Written request A
Answer these questions about the greenhouse method hair text, one line each, marking the answers (i), (ii), (iii):
(i) Over which years did the writer use the greenhouse method off and on?
(ii) In 2014, how often each week did the writer practice it?
(iii) How often does the writer now apply the LOC?

Q: Have you tried a method called the greenhouse method? If so may you tell me what you think about using that method and how it benefited your hair growth. 
Short answer: Yes. It helped me to retain moisture.
Long answer: I had incorporated the greenhouse method (GHE) off and on from 2012-2014. I was most serious about it in 2014, where I practiced it at least 3 times a week. I found that simply placing a shower cap or plastic bag (and optionally a beanie or satin cap) on my hair and leaving it on overnight helped me to keep my dry hair moisturized.  I did not have to repeat the LOC nightly after the first night. Every night, the LOC is "reset" because the body heat warms up the hair, making it damp, and the dampness causes the leave-in, oil, and cream to work again if that makes sense.  
I think that if you are having problems with keeping your hair moisturized, then the GHE method is an easy way to do that. I had a problem keeping my hair moisturized from 2012-2014. Now I only need to apply the LOC once a week on wash days and then my hair is fine until the next wash day. I do not re-moisturize nightly or daily or in between wash days. Now I do not have  a reason to use the GHE method.  However, this accomplishment took time. Until you reach that point, I feel like the GHE method is highly beneficial. The reason why I do not apply the LOC every night when I GHE is so that I do not get product build up. Too much product can weight down curls, making it look limp or frizzy. Just the fact that the GHE method kept my hair moisturized benefited my hair growth because I did not get breakage from dry hair (no breakage=greater length retention) and plus, moisturized hair = less breakage = healthy hair.

The data
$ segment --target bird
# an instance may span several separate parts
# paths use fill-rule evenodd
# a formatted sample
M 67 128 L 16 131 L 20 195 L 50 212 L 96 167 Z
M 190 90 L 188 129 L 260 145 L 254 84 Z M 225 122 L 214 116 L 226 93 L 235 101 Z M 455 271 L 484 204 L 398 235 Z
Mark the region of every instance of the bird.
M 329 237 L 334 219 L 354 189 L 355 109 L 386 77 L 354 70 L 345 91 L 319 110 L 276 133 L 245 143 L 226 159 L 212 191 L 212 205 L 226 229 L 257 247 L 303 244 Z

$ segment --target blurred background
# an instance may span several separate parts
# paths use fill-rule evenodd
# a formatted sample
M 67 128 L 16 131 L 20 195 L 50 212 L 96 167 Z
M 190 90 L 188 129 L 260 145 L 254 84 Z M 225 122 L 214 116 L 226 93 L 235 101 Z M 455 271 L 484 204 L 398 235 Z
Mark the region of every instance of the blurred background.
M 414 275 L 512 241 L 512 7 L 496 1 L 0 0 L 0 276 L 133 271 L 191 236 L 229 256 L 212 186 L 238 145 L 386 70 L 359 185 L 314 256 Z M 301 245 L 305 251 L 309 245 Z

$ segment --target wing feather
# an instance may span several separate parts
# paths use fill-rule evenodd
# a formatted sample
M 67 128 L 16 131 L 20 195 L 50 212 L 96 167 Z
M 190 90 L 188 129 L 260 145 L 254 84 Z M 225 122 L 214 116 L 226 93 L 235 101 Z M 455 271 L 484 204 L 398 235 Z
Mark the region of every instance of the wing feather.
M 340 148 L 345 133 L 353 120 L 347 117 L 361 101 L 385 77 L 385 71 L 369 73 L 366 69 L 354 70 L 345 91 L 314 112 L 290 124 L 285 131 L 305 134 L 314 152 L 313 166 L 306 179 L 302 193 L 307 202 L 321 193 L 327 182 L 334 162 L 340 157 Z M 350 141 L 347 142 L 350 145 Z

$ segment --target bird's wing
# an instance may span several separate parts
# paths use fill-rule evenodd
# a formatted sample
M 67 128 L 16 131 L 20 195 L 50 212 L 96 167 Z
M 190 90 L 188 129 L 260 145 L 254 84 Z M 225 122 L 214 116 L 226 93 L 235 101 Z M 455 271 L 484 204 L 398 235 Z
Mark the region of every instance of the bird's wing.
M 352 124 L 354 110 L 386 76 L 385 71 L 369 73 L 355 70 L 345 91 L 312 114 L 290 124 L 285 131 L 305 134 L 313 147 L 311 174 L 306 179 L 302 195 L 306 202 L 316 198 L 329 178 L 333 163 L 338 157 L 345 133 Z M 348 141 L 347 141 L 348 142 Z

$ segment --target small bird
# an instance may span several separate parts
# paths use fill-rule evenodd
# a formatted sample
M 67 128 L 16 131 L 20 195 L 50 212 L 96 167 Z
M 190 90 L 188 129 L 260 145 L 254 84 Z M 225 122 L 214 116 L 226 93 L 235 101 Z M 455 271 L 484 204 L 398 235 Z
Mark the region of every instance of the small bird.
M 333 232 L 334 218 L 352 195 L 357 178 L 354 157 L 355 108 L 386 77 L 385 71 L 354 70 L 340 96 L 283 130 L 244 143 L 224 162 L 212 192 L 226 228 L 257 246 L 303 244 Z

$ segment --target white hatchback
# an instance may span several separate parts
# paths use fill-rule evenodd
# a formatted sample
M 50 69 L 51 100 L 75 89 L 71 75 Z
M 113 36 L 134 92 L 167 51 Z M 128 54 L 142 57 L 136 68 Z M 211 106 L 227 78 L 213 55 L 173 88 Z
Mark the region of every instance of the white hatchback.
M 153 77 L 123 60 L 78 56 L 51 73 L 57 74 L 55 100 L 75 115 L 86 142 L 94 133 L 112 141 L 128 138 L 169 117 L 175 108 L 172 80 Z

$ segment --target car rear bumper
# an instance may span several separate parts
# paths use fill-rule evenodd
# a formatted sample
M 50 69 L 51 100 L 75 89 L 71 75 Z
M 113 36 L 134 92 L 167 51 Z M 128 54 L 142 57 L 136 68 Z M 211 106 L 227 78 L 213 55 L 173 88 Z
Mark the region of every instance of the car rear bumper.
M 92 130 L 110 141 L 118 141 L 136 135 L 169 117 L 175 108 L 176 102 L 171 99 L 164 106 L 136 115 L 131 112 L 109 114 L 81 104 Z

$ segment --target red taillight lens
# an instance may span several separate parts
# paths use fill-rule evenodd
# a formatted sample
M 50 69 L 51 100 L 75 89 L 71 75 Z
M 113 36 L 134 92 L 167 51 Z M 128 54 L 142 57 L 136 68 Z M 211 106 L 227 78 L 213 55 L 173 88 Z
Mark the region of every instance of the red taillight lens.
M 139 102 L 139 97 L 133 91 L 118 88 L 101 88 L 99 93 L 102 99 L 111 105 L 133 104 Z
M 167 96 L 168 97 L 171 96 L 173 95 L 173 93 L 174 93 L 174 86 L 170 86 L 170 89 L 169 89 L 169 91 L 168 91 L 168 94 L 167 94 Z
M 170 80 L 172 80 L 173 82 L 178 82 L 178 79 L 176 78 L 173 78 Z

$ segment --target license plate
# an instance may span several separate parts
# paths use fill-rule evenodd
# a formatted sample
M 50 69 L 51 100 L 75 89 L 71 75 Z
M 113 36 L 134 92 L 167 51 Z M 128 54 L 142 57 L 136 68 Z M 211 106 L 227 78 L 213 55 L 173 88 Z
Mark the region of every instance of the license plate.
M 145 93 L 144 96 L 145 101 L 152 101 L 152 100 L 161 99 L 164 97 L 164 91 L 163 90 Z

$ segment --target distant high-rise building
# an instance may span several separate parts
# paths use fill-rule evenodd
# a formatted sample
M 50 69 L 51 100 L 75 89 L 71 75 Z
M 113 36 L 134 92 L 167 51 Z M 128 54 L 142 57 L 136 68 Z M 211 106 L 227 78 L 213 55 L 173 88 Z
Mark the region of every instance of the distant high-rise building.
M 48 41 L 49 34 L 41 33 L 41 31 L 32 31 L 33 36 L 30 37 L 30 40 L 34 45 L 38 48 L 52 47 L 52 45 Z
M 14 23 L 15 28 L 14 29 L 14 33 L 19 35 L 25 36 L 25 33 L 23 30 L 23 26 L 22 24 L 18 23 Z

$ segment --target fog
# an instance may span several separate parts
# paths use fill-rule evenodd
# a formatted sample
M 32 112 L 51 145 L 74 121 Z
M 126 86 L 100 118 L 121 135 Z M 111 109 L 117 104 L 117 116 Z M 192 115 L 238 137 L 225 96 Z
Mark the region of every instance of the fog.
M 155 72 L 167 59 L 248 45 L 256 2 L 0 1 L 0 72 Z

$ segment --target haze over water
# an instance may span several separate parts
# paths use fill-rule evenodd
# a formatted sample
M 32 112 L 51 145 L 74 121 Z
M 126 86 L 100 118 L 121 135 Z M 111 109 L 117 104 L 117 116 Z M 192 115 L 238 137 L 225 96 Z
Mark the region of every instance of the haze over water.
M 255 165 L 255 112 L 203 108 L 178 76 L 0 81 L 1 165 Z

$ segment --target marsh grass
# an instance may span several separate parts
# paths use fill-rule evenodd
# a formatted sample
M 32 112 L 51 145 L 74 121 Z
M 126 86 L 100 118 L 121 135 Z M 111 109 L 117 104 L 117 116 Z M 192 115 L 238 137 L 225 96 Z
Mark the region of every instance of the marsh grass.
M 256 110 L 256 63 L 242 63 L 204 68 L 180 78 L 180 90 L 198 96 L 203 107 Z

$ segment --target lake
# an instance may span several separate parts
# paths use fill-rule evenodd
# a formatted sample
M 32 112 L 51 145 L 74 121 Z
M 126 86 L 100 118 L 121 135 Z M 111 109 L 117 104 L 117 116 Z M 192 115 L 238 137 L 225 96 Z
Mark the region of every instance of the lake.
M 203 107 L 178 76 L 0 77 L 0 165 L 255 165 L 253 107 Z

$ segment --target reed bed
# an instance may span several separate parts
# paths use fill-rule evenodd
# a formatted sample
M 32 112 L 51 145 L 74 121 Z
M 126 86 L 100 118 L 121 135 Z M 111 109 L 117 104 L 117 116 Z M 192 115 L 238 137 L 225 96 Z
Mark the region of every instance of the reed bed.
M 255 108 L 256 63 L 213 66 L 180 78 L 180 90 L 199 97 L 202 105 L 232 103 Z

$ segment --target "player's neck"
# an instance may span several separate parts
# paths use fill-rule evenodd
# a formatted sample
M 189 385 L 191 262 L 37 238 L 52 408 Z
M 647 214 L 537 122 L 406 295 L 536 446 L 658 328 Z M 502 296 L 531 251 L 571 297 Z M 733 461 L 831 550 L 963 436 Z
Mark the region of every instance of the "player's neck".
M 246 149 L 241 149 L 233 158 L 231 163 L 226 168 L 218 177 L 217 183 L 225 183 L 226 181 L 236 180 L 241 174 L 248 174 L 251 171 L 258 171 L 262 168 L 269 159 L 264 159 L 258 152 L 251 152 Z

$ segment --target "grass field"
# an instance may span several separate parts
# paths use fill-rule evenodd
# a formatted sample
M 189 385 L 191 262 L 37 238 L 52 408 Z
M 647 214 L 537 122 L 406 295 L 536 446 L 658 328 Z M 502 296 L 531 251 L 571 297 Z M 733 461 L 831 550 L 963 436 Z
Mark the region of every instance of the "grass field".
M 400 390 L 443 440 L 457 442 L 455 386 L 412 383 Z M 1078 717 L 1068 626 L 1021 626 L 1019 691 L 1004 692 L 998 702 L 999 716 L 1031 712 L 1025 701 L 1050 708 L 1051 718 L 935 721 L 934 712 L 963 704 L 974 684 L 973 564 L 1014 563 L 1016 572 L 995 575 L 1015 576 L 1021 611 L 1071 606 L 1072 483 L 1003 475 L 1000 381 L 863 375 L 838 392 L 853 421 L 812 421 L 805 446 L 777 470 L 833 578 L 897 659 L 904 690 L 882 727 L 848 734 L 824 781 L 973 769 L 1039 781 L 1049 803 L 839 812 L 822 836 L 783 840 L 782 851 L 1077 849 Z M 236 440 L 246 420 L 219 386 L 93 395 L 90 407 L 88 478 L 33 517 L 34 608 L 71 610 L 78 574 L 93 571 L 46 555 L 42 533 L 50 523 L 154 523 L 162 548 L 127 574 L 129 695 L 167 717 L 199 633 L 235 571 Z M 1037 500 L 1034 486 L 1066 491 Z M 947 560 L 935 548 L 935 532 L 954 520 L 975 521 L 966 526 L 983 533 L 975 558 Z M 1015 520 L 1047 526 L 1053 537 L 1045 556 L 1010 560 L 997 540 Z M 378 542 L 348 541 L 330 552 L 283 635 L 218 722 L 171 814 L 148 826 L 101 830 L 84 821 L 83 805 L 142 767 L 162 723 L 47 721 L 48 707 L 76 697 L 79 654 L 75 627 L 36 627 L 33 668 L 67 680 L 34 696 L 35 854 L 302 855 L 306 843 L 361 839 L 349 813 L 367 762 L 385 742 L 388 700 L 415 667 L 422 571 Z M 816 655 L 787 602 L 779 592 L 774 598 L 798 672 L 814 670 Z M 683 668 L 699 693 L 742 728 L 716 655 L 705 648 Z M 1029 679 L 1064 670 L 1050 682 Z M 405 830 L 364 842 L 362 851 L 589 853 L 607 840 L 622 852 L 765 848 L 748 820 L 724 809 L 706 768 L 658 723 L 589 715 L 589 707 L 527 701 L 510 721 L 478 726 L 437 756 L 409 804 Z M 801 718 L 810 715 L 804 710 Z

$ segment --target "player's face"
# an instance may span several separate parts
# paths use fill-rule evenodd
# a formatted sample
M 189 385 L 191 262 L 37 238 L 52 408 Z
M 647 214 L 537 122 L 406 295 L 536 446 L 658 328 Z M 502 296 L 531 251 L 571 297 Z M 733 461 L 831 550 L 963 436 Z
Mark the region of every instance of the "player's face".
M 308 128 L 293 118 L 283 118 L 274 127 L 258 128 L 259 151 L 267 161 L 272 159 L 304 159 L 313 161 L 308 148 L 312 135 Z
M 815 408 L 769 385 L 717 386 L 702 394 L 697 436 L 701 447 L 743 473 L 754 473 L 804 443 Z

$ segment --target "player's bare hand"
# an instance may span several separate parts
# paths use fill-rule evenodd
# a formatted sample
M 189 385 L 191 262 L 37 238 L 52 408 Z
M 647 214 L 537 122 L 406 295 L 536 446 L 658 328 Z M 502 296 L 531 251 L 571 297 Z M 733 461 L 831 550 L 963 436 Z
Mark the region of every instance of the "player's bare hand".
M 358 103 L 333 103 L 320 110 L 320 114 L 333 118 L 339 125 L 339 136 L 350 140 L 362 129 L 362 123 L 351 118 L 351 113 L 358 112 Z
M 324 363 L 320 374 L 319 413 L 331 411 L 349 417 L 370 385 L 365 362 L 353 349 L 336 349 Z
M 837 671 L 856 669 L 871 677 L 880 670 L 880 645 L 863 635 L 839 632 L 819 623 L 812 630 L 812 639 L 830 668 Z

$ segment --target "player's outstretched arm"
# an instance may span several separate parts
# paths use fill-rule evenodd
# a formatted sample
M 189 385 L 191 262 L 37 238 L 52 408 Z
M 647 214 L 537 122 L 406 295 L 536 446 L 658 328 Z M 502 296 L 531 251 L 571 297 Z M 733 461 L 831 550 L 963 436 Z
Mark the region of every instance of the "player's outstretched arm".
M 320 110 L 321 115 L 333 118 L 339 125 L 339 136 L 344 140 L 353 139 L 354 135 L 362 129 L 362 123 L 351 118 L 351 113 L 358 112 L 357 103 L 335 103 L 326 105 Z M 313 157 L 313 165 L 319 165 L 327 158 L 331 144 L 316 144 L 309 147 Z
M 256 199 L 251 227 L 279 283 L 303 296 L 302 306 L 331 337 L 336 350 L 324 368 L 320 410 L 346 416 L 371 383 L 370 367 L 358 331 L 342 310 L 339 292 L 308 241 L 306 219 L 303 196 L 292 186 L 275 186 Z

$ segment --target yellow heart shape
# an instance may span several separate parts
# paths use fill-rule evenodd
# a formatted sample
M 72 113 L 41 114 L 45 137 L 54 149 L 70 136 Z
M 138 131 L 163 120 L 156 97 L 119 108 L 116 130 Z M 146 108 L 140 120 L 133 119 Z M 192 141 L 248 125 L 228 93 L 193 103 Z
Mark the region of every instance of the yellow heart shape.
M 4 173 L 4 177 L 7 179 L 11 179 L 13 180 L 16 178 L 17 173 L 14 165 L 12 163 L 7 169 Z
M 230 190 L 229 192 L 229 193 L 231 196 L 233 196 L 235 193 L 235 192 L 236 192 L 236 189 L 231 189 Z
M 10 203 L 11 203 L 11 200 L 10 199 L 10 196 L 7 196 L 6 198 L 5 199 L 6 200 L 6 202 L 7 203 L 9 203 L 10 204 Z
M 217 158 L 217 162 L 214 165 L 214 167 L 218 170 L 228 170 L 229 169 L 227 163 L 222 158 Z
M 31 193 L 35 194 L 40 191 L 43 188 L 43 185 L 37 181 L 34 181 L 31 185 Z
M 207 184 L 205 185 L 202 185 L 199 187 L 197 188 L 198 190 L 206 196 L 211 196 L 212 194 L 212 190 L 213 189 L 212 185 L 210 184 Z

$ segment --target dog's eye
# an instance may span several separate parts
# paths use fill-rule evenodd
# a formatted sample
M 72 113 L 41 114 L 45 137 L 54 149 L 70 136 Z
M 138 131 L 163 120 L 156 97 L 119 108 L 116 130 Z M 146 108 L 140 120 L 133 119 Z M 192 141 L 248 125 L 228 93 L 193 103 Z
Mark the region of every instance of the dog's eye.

Written request B
In the records, rename "license plate" to "number plate" between the lines holding "--target red taillight lens" and "M 14 23 L 15", inclusive. Return only those lines, with nothing else changed.

Written response A
(i) 2012-2014
(ii) At least 3 times a week
(iii) Once a week, on wash days

Written response B
$ segment --target red taillight lens
# an instance may span several separate parts
# paths use fill-rule evenodd
# a formatted sample
M 50 69 L 51 100 L 75 89 L 71 75 Z
M 113 36 L 134 92 L 167 51 Z M 128 54 L 142 57 L 136 68 Z M 211 106 L 227 78 L 213 55 L 173 88 Z
Mark the region of every instance of the red taillight lens.
M 139 102 L 139 97 L 133 91 L 118 88 L 101 88 L 99 93 L 102 99 L 111 105 L 133 104 Z
M 167 96 L 168 97 L 171 96 L 173 95 L 173 93 L 174 93 L 174 86 L 170 86 L 170 89 L 169 89 L 169 91 L 168 91 L 168 94 L 167 94 Z
M 170 80 L 172 80 L 173 82 L 178 82 L 178 79 L 176 78 L 173 78 Z

$ segment --target number plate
# an instance may span several separate parts
# paths use fill-rule evenodd
# a formatted sample
M 50 69 L 51 100 L 75 89 L 71 75 Z
M 113 36 L 134 92 L 167 51 Z M 128 54 L 142 57 L 136 68 Z M 211 106 L 227 78 L 213 55 L 173 88 Z
Mark the region of every instance of the number plate.
M 145 93 L 144 96 L 145 101 L 152 101 L 152 100 L 161 99 L 164 97 L 164 91 L 163 90 Z

$ segment --target distant high-rise building
# an instance may span several separate parts
# paths use fill-rule evenodd
# a formatted sample
M 50 69 L 51 100 L 75 89 L 71 75 Z
M 113 36 L 134 92 L 167 51 Z M 128 54 L 142 57 L 136 68 Z M 211 106 L 227 78 L 213 55 L 173 88 Z
Mark the region of every instance of the distant high-rise building.
M 48 41 L 49 34 L 41 33 L 41 31 L 32 31 L 33 36 L 30 37 L 30 40 L 34 45 L 38 48 L 52 47 L 52 45 Z
M 14 23 L 15 28 L 14 29 L 14 33 L 19 35 L 25 36 L 25 33 L 23 30 L 23 26 L 22 24 L 18 23 Z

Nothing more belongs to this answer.